Material provided:
##########

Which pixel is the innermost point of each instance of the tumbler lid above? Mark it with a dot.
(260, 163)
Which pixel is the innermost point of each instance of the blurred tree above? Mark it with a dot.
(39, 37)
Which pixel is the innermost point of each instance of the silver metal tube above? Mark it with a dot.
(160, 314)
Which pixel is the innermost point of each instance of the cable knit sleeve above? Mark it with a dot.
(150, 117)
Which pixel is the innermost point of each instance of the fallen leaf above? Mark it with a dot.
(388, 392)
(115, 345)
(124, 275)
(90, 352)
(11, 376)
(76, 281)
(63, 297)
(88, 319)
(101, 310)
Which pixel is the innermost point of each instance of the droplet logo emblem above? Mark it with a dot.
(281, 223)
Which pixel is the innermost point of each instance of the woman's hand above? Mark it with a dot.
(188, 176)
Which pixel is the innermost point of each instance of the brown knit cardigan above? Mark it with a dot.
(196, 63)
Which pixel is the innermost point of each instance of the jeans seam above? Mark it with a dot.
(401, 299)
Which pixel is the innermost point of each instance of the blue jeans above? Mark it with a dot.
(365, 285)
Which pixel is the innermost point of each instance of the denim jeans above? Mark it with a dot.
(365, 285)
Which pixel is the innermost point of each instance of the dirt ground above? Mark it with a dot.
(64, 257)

##########

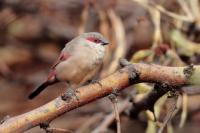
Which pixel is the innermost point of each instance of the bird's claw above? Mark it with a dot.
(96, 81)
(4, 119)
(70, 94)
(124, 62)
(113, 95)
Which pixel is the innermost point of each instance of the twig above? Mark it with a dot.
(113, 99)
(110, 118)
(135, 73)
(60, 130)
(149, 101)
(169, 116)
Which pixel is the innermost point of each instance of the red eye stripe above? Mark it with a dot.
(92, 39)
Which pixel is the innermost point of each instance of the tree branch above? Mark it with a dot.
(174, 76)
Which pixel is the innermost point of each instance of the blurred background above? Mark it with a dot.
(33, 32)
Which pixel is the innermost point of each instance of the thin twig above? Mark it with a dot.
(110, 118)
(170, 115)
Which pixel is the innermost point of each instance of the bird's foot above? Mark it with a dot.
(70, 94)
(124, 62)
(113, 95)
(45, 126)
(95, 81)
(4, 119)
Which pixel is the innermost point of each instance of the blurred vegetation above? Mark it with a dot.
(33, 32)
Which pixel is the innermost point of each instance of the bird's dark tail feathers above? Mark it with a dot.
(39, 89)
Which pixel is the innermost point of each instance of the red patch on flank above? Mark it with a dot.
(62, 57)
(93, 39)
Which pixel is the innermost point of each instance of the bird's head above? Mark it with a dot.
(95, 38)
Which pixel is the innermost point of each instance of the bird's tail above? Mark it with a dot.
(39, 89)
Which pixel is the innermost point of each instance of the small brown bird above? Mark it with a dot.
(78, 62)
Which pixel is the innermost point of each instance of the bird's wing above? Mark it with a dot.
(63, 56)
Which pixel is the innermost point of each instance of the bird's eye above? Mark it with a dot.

##########

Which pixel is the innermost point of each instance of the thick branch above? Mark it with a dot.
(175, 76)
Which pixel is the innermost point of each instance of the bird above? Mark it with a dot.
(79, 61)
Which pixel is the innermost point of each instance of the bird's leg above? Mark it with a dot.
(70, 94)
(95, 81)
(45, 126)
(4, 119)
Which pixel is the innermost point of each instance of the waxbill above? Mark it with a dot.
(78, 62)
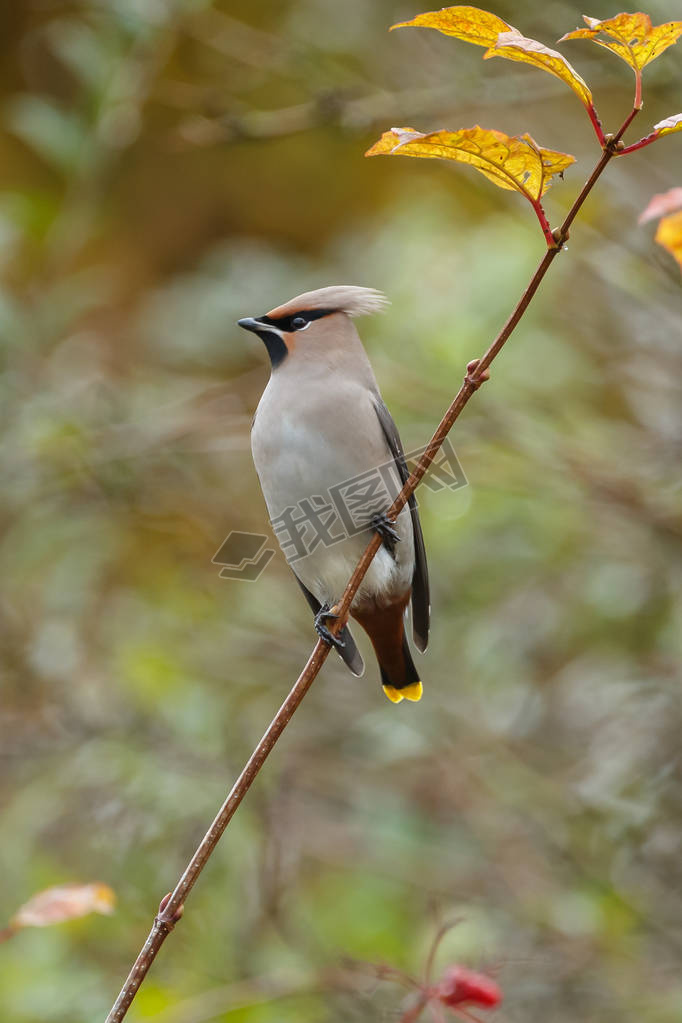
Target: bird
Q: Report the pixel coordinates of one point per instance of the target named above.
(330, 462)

##########

What is needed:
The range runs from the line with "wing above? Mark it with a dot." up to and including the line with "eye above? Mark it with a dot." in the listing above; please write out exactly those lines and nothing more.

Result for this exercise:
Which pixel is the innermost point of each instance of the bird's wing above? Mark it with a dot.
(63, 56)
Which pixel is the innermost point of each instance of the bird's eye above? Mark it with a dot.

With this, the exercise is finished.